## Your task
Where does the string "space" occur in the records? Copy each line that holds it.

─── Dataset content

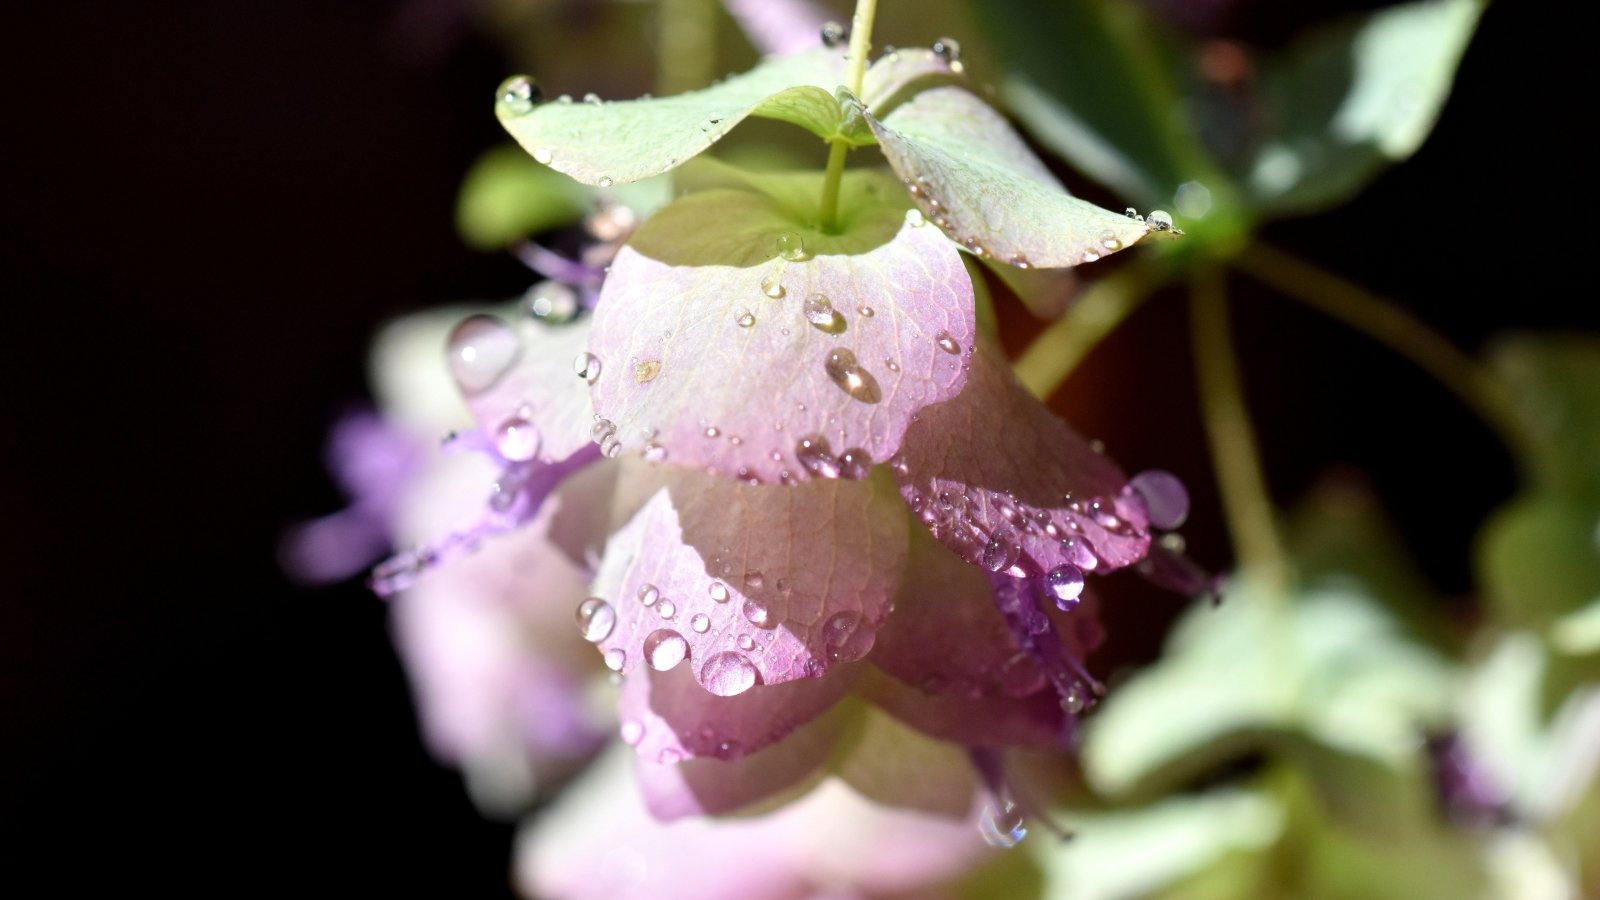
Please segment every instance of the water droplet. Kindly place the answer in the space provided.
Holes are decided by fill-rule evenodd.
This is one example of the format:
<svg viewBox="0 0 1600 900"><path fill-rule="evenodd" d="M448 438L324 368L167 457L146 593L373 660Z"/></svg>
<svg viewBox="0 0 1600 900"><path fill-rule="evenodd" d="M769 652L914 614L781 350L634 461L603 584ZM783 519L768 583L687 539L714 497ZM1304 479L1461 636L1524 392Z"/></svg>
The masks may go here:
<svg viewBox="0 0 1600 900"><path fill-rule="evenodd" d="M915 185L912 186L912 193L920 194L921 192L922 191ZM928 220L922 215L922 210L908 209L906 210L906 224L910 225L912 228L921 228L922 226L928 224Z"/></svg>
<svg viewBox="0 0 1600 900"><path fill-rule="evenodd" d="M1073 565L1056 566L1045 576L1045 583L1062 612L1078 607L1078 598L1083 593L1083 570Z"/></svg>
<svg viewBox="0 0 1600 900"><path fill-rule="evenodd" d="M612 647L604 656L606 668L613 672L621 672L622 667L628 662L628 654L621 647Z"/></svg>
<svg viewBox="0 0 1600 900"><path fill-rule="evenodd" d="M872 455L860 447L851 447L839 454L839 477L851 481L866 478L872 470Z"/></svg>
<svg viewBox="0 0 1600 900"><path fill-rule="evenodd" d="M525 116L533 112L539 105L544 92L539 90L538 82L526 75L513 75L500 82L500 90L496 93L500 108L513 116Z"/></svg>
<svg viewBox="0 0 1600 900"><path fill-rule="evenodd" d="M939 349L946 353L955 354L961 352L961 345L956 343L956 339L951 337L948 331L941 331L934 335L933 342L938 344Z"/></svg>
<svg viewBox="0 0 1600 900"><path fill-rule="evenodd" d="M756 316L755 313L752 313L748 309L741 309L739 310L739 317L733 321L736 322L740 328L749 328L751 325L756 323Z"/></svg>
<svg viewBox="0 0 1600 900"><path fill-rule="evenodd" d="M700 683L718 697L732 697L755 687L761 673L743 654L724 650L700 667Z"/></svg>
<svg viewBox="0 0 1600 900"><path fill-rule="evenodd" d="M661 374L661 360L647 359L633 364L633 380L638 384L649 384Z"/></svg>
<svg viewBox="0 0 1600 900"><path fill-rule="evenodd" d="M822 25L822 46L838 47L850 37L850 32L845 30L838 22L824 22Z"/></svg>
<svg viewBox="0 0 1600 900"><path fill-rule="evenodd" d="M644 726L633 719L624 719L617 731L622 735L622 742L629 747L637 747L644 740Z"/></svg>
<svg viewBox="0 0 1600 900"><path fill-rule="evenodd" d="M1089 692L1084 689L1082 682L1074 681L1061 696L1061 710L1069 716L1083 712L1088 706Z"/></svg>
<svg viewBox="0 0 1600 900"><path fill-rule="evenodd" d="M670 619L678 614L678 605L671 600L663 599L656 604L656 612L660 614L661 618Z"/></svg>
<svg viewBox="0 0 1600 900"><path fill-rule="evenodd" d="M1011 258L1006 260L1006 262L1011 263L1013 266L1016 266L1019 269L1033 268L1033 263L1028 262L1028 258L1023 256L1021 253L1012 254Z"/></svg>
<svg viewBox="0 0 1600 900"><path fill-rule="evenodd" d="M997 528L983 547L983 567L991 572L1004 572L1017 564L1022 548L1017 545L1009 528Z"/></svg>
<svg viewBox="0 0 1600 900"><path fill-rule="evenodd" d="M823 370L834 384L862 403L877 403L883 399L878 380L856 364L856 355L849 350L830 350Z"/></svg>
<svg viewBox="0 0 1600 900"><path fill-rule="evenodd" d="M639 588L639 603L643 606L655 606L661 599L661 591L653 584L641 585Z"/></svg>
<svg viewBox="0 0 1600 900"><path fill-rule="evenodd" d="M750 620L750 624L757 628L766 628L768 623L772 621L772 616L767 612L767 608L754 600L746 600L744 602L744 617Z"/></svg>
<svg viewBox="0 0 1600 900"><path fill-rule="evenodd" d="M1144 223L1150 226L1151 231L1171 231L1172 214L1164 209L1152 209L1150 215L1145 217Z"/></svg>
<svg viewBox="0 0 1600 900"><path fill-rule="evenodd" d="M838 334L844 330L844 317L833 308L833 301L826 294L812 294L806 298L806 321L815 325L829 334Z"/></svg>
<svg viewBox="0 0 1600 900"><path fill-rule="evenodd" d="M611 187L613 184L616 184L615 181L611 180L611 176L610 175L601 175L600 176L600 181L597 182L597 183L603 188L608 188L608 187Z"/></svg>
<svg viewBox="0 0 1600 900"><path fill-rule="evenodd" d="M774 300L777 300L783 296L783 282L778 278L778 274L776 272L762 276L761 293L766 294L768 297L771 297Z"/></svg>
<svg viewBox="0 0 1600 900"><path fill-rule="evenodd" d="M713 582L711 582L711 587L708 588L708 590L711 593L711 599L717 601L718 603L727 603L728 602L728 586L727 585L723 584L720 581L713 581Z"/></svg>
<svg viewBox="0 0 1600 900"><path fill-rule="evenodd" d="M683 662L689 656L689 642L671 628L658 628L644 639L644 659L657 672Z"/></svg>
<svg viewBox="0 0 1600 900"><path fill-rule="evenodd" d="M1100 557L1094 553L1094 545L1085 537L1067 538L1061 542L1061 552L1072 564L1085 572L1093 572L1100 567Z"/></svg>
<svg viewBox="0 0 1600 900"><path fill-rule="evenodd" d="M578 604L578 630L584 640L598 644L611 636L617 625L617 611L599 597L590 597Z"/></svg>
<svg viewBox="0 0 1600 900"><path fill-rule="evenodd" d="M790 262L799 262L806 258L806 244L800 235L792 231L785 231L778 235L778 255Z"/></svg>
<svg viewBox="0 0 1600 900"><path fill-rule="evenodd" d="M527 462L539 452L539 430L522 416L512 416L495 429L494 446L506 459Z"/></svg>
<svg viewBox="0 0 1600 900"><path fill-rule="evenodd" d="M522 352L510 326L496 316L468 316L450 331L446 345L450 375L465 396L495 385Z"/></svg>
<svg viewBox="0 0 1600 900"><path fill-rule="evenodd" d="M559 281L540 281L522 295L520 306L530 319L561 325L578 315L578 292Z"/></svg>
<svg viewBox="0 0 1600 900"><path fill-rule="evenodd" d="M1086 263L1092 263L1092 262L1094 262L1095 260L1097 260L1099 258L1100 258L1100 254L1094 252L1093 250L1085 250L1085 251L1083 251L1083 261L1086 262Z"/></svg>
<svg viewBox="0 0 1600 900"><path fill-rule="evenodd" d="M1144 501L1150 524L1156 528L1171 531L1189 518L1189 490L1171 472L1160 469L1140 472L1128 480L1127 489Z"/></svg>
<svg viewBox="0 0 1600 900"><path fill-rule="evenodd" d="M1100 246L1107 250L1121 250L1122 241L1118 240L1114 233L1106 231L1100 235Z"/></svg>
<svg viewBox="0 0 1600 900"><path fill-rule="evenodd" d="M656 443L655 441L651 441L650 443L644 445L644 461L645 462L658 463L658 462L665 462L666 459L667 459L667 448L666 447L663 447L662 445Z"/></svg>
<svg viewBox="0 0 1600 900"><path fill-rule="evenodd" d="M711 630L711 617L705 613L695 613L689 617L689 627L694 629L695 634L705 634Z"/></svg>
<svg viewBox="0 0 1600 900"><path fill-rule="evenodd" d="M945 61L946 65L961 61L961 44L955 38L942 37L933 42L933 55Z"/></svg>
<svg viewBox="0 0 1600 900"><path fill-rule="evenodd" d="M585 350L572 358L572 371L584 381L594 384L600 377L600 357Z"/></svg>
<svg viewBox="0 0 1600 900"><path fill-rule="evenodd" d="M766 583L766 581L767 576L761 574L761 570L759 569L751 569L750 571L744 573L744 586L747 588L761 587Z"/></svg>
<svg viewBox="0 0 1600 900"><path fill-rule="evenodd" d="M794 458L800 467L818 478L838 478L839 462L833 458L828 439L820 434L803 437L795 444Z"/></svg>
<svg viewBox="0 0 1600 900"><path fill-rule="evenodd" d="M866 656L876 640L877 633L863 628L857 613L834 613L822 625L822 647L834 662L850 662Z"/></svg>
<svg viewBox="0 0 1600 900"><path fill-rule="evenodd" d="M861 318L863 318L863 319L870 319L873 316L878 314L877 310L874 310L872 307L865 306L865 305L856 307L856 312L860 313Z"/></svg>
<svg viewBox="0 0 1600 900"><path fill-rule="evenodd" d="M889 371L891 371L891 372L898 372L898 371L900 371L900 364L899 364L899 363L897 363L897 362L895 362L895 361L894 361L894 360L892 360L892 359L886 359L886 360L884 360L884 361L883 361L883 364L884 364L884 365L885 365L885 366L887 366L887 367L888 367L888 368L889 368Z"/></svg>
<svg viewBox="0 0 1600 900"><path fill-rule="evenodd" d="M550 148L549 147L535 147L534 148L533 161L536 162L536 163L539 163L540 165L548 166L548 165L550 165L551 162L555 161L555 158L556 158L556 155L554 153L550 152Z"/></svg>
<svg viewBox="0 0 1600 900"><path fill-rule="evenodd" d="M991 847L1011 848L1028 836L1028 823L1010 800L996 799L984 806L978 820L978 833Z"/></svg>

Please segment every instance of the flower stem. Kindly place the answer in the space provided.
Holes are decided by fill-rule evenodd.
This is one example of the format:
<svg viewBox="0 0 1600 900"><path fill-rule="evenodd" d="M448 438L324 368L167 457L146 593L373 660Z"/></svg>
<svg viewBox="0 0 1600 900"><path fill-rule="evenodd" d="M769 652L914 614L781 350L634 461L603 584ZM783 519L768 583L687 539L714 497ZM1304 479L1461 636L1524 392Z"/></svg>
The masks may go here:
<svg viewBox="0 0 1600 900"><path fill-rule="evenodd" d="M1270 594L1285 596L1288 555L1261 472L1261 455L1250 415L1245 410L1238 357L1229 331L1223 273L1214 266L1202 265L1189 286L1189 324L1200 413L1239 568L1259 579Z"/></svg>
<svg viewBox="0 0 1600 900"><path fill-rule="evenodd" d="M1260 243L1245 248L1234 264L1284 296L1338 319L1411 360L1455 394L1509 449L1526 451L1512 400L1500 382L1397 304Z"/></svg>
<svg viewBox="0 0 1600 900"><path fill-rule="evenodd" d="M677 94L711 83L717 59L714 16L710 0L662 0L657 92Z"/></svg>
<svg viewBox="0 0 1600 900"><path fill-rule="evenodd" d="M1166 270L1134 263L1090 285L1072 308L1040 335L1017 360L1017 379L1048 400L1089 351L1139 308L1166 280Z"/></svg>
<svg viewBox="0 0 1600 900"><path fill-rule="evenodd" d="M861 96L861 85L867 77L867 54L872 52L872 20L878 15L878 0L856 0L855 15L850 18L850 68L846 70L845 88L856 97ZM822 178L821 227L834 231L839 227L839 182L844 176L844 158L850 145L843 140L828 142L828 170Z"/></svg>

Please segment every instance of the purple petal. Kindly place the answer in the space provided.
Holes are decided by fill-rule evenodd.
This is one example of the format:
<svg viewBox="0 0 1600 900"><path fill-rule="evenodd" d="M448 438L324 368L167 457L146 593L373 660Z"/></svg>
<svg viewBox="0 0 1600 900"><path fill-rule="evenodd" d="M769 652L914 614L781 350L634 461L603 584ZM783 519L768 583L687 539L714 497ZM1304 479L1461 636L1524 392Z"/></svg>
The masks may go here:
<svg viewBox="0 0 1600 900"><path fill-rule="evenodd" d="M762 56L788 56L817 45L828 10L810 0L722 0Z"/></svg>
<svg viewBox="0 0 1600 900"><path fill-rule="evenodd" d="M729 696L872 648L905 566L887 479L783 488L662 474L667 487L612 537L595 580L615 610L599 642L609 665L687 666Z"/></svg>
<svg viewBox="0 0 1600 900"><path fill-rule="evenodd" d="M1031 660L1028 665L1037 671ZM869 672L857 692L923 734L966 747L1059 747L1068 735L1060 699L1049 689L1022 697L973 699L930 694Z"/></svg>
<svg viewBox="0 0 1600 900"><path fill-rule="evenodd" d="M789 260L779 238L798 232L774 204L690 195L617 255L589 348L608 452L766 483L850 477L894 454L919 410L960 392L973 295L949 241L880 223L887 242L875 249ZM677 240L685 233L695 239ZM649 255L674 247L688 255ZM807 441L856 464L818 462Z"/></svg>
<svg viewBox="0 0 1600 900"><path fill-rule="evenodd" d="M1142 504L1110 460L1030 396L987 344L961 396L925 410L891 468L941 543L1012 575L1104 572L1142 559ZM1028 573L1024 560L1038 568Z"/></svg>
<svg viewBox="0 0 1600 900"><path fill-rule="evenodd" d="M589 383L577 371L588 343L588 319L549 326L480 314L452 331L456 385L507 461L554 462L591 443Z"/></svg>
<svg viewBox="0 0 1600 900"><path fill-rule="evenodd" d="M858 715L833 774L885 806L956 820L972 811L978 782L966 748L929 738L871 707Z"/></svg>

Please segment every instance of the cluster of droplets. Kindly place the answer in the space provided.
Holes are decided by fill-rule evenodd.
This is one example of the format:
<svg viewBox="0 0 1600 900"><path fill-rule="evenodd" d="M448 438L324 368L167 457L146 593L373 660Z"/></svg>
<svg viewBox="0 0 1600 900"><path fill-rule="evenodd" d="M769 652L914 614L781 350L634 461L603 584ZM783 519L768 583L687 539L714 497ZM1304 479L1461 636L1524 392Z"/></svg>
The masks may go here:
<svg viewBox="0 0 1600 900"><path fill-rule="evenodd" d="M1152 209L1149 215L1141 216L1137 209L1130 206L1123 210L1122 214L1135 222L1143 222L1145 225L1150 226L1151 231L1170 231L1173 234L1183 234L1182 228L1173 227L1172 214L1164 209Z"/></svg>
<svg viewBox="0 0 1600 900"><path fill-rule="evenodd" d="M801 438L794 448L795 461L800 468L816 478L844 478L860 481L872 468L872 455L860 447L851 447L835 456L828 439L820 434Z"/></svg>

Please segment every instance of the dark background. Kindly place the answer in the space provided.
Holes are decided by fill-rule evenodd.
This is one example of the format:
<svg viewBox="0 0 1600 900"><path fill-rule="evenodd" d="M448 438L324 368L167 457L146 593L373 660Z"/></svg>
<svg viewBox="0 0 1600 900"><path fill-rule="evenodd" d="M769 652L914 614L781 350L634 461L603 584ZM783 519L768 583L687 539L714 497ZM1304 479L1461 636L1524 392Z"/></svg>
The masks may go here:
<svg viewBox="0 0 1600 900"><path fill-rule="evenodd" d="M1236 25L1271 42L1349 5L1244 4ZM511 830L423 751L383 605L354 583L295 589L273 558L284 526L341 502L321 441L363 396L376 325L527 281L453 229L509 64L405 8L0 12L0 892L505 891ZM1574 259L1591 192L1567 190L1592 103L1561 74L1587 50L1552 21L1497 4L1423 150L1268 237L1468 348L1592 323ZM1514 487L1492 437L1403 360L1237 287L1278 499L1362 470L1442 596L1468 594L1472 535ZM1188 371L1182 304L1163 298L1059 405L1129 470L1184 476L1191 545L1222 566ZM1153 652L1182 605L1108 592L1102 670Z"/></svg>

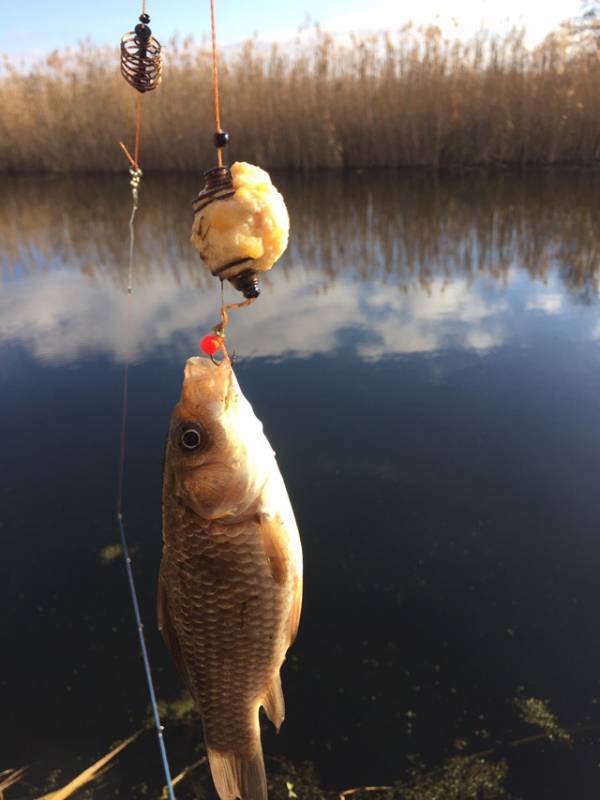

──────

## Result for this task
Please segment every instance of the water droplet. Kindly place the answer in the space provided.
Please segment every instance of the flower stem. Kindly place the answer in the space provided.
Please segment every instance of the purple petal. Kindly place the answer in the space provided.
Please segment every instance of the cluster of droplets. Kindly place the answer in the space provided.
Please segment every instance of the dark background. Kindly place the answer in the space provided.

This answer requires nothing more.